**DATA TO PROCESS**
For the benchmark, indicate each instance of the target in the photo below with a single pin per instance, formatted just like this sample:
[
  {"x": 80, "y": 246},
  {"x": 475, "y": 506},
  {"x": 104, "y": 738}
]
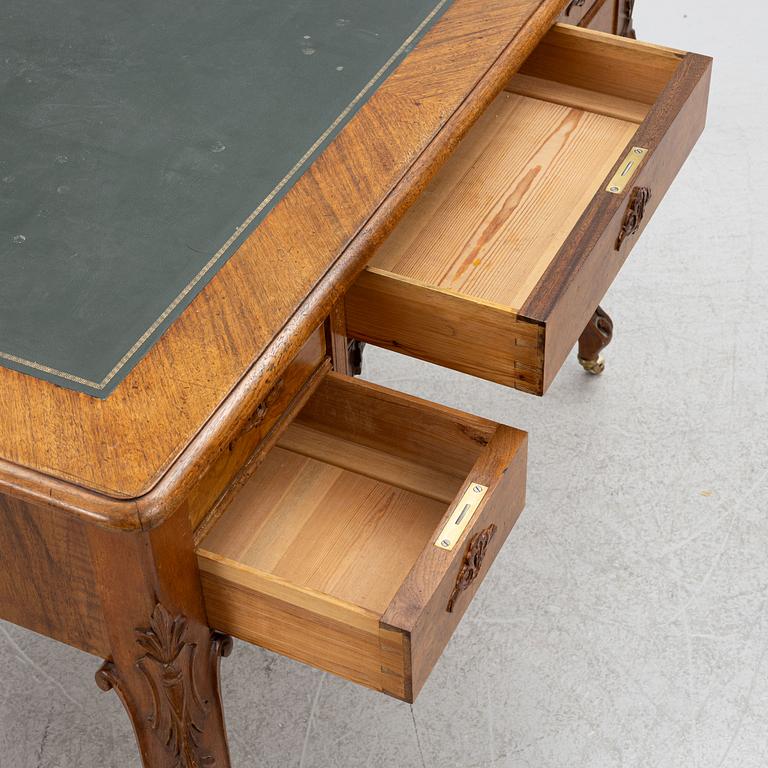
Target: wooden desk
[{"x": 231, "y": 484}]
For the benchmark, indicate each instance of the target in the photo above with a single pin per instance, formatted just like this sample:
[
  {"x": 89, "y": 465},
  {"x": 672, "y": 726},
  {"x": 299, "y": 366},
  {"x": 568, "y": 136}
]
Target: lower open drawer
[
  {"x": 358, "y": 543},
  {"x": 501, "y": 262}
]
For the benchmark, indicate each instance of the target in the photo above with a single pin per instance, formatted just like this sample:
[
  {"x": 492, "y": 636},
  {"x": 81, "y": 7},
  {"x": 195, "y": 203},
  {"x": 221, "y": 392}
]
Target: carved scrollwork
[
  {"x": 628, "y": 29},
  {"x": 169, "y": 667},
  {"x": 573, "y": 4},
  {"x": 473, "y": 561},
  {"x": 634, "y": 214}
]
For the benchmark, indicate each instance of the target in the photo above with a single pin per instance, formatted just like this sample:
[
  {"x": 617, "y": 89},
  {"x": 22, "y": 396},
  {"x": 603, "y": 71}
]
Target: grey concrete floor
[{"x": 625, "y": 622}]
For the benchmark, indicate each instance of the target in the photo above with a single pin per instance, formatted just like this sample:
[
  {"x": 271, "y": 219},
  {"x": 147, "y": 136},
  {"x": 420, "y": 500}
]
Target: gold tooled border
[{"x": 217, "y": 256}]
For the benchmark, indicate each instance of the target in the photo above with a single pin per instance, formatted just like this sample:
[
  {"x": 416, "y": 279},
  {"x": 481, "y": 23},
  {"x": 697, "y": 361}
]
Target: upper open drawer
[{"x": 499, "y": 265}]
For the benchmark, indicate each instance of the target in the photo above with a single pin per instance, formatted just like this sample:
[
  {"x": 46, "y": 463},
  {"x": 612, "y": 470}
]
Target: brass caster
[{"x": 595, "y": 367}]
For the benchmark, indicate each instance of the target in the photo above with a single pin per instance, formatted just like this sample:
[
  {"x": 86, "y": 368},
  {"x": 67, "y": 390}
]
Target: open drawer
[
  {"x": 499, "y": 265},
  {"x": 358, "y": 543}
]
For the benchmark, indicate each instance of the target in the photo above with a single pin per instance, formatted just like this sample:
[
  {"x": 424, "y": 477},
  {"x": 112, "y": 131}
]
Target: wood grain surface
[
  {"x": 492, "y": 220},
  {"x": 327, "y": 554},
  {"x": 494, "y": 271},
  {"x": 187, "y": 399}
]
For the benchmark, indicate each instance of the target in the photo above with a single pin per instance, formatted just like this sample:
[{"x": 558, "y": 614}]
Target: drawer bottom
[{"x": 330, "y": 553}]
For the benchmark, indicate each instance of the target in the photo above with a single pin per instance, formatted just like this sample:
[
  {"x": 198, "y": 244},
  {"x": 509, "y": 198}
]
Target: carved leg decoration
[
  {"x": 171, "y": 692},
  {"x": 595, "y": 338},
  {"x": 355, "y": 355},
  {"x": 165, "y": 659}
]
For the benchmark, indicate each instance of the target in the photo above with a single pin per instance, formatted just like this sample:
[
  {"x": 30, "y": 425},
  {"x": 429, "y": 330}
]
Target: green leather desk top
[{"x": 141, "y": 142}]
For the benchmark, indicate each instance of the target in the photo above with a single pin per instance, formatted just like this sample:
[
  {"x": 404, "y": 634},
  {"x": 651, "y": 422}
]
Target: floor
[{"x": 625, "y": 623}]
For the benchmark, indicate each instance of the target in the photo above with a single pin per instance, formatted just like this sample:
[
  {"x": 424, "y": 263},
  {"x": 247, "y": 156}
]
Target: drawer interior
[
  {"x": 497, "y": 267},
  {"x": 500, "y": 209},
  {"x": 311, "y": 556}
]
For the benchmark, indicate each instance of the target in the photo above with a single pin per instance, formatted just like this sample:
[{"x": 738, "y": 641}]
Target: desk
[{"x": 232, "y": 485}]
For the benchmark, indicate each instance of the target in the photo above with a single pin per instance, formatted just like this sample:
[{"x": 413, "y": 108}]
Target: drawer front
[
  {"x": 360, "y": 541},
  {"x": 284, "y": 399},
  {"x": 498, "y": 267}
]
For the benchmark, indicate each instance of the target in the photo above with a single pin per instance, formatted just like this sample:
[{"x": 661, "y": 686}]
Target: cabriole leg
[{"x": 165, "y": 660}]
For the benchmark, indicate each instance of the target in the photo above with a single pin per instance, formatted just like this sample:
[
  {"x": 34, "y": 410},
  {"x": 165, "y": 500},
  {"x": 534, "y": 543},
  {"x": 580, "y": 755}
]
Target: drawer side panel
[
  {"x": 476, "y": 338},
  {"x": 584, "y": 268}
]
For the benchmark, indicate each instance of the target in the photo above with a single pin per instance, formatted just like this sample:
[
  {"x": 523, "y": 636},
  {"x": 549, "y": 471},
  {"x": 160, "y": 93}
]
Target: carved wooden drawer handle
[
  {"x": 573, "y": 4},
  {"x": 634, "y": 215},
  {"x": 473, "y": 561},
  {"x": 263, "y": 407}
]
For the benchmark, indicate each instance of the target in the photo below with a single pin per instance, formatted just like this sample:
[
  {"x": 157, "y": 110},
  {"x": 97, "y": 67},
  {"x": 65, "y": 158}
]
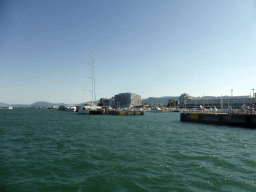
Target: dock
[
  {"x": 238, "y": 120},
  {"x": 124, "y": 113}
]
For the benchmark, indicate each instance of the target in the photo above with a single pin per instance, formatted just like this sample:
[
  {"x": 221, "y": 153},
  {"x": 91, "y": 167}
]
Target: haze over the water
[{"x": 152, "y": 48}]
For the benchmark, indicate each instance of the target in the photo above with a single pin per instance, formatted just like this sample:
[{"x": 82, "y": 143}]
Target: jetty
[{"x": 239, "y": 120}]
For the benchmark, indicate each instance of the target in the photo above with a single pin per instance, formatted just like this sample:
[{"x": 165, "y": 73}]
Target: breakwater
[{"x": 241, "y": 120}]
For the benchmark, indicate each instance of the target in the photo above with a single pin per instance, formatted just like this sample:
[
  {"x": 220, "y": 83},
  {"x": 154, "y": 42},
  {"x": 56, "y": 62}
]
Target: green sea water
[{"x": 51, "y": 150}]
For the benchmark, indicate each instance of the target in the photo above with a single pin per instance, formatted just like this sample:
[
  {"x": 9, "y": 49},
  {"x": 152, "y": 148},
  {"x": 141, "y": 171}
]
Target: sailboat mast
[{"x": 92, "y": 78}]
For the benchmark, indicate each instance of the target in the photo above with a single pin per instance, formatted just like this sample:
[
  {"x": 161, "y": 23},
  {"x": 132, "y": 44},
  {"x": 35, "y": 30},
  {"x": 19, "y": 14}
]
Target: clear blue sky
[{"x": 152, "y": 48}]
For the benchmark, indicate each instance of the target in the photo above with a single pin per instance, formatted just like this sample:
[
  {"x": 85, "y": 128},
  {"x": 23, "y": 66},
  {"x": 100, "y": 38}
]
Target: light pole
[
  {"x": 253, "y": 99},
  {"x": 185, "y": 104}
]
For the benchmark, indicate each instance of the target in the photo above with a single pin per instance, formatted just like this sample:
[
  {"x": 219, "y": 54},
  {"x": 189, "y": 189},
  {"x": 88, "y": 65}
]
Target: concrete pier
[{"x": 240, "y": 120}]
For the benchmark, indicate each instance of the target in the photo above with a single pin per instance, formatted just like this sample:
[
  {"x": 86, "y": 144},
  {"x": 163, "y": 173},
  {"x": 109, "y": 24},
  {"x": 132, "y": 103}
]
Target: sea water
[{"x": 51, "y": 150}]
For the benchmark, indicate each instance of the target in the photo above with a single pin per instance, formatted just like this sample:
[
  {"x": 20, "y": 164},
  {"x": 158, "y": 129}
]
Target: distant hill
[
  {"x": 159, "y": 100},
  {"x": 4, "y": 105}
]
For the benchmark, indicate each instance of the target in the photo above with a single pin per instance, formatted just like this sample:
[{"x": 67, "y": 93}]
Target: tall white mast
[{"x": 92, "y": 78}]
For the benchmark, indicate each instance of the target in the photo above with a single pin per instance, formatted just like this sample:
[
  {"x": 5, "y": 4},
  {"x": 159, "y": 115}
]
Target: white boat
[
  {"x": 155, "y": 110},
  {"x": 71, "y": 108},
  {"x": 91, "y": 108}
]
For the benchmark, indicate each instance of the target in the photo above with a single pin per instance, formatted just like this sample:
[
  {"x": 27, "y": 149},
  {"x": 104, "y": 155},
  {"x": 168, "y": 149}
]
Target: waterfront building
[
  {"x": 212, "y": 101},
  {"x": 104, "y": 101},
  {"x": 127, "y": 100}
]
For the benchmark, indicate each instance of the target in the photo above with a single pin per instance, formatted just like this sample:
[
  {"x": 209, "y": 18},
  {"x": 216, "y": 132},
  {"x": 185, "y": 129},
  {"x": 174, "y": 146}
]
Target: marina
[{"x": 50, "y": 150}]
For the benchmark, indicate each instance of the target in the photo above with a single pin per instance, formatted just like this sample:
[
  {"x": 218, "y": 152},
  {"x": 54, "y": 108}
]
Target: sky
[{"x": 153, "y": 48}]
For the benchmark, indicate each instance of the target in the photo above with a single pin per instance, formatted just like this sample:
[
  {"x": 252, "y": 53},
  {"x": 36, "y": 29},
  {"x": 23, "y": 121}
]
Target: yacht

**TASK DETAILS**
Pull out and copy each line in the entries above that contains the word "concrete".

**EXPECTED OUTPUT**
Target: grey concrete floor
Target: concrete pier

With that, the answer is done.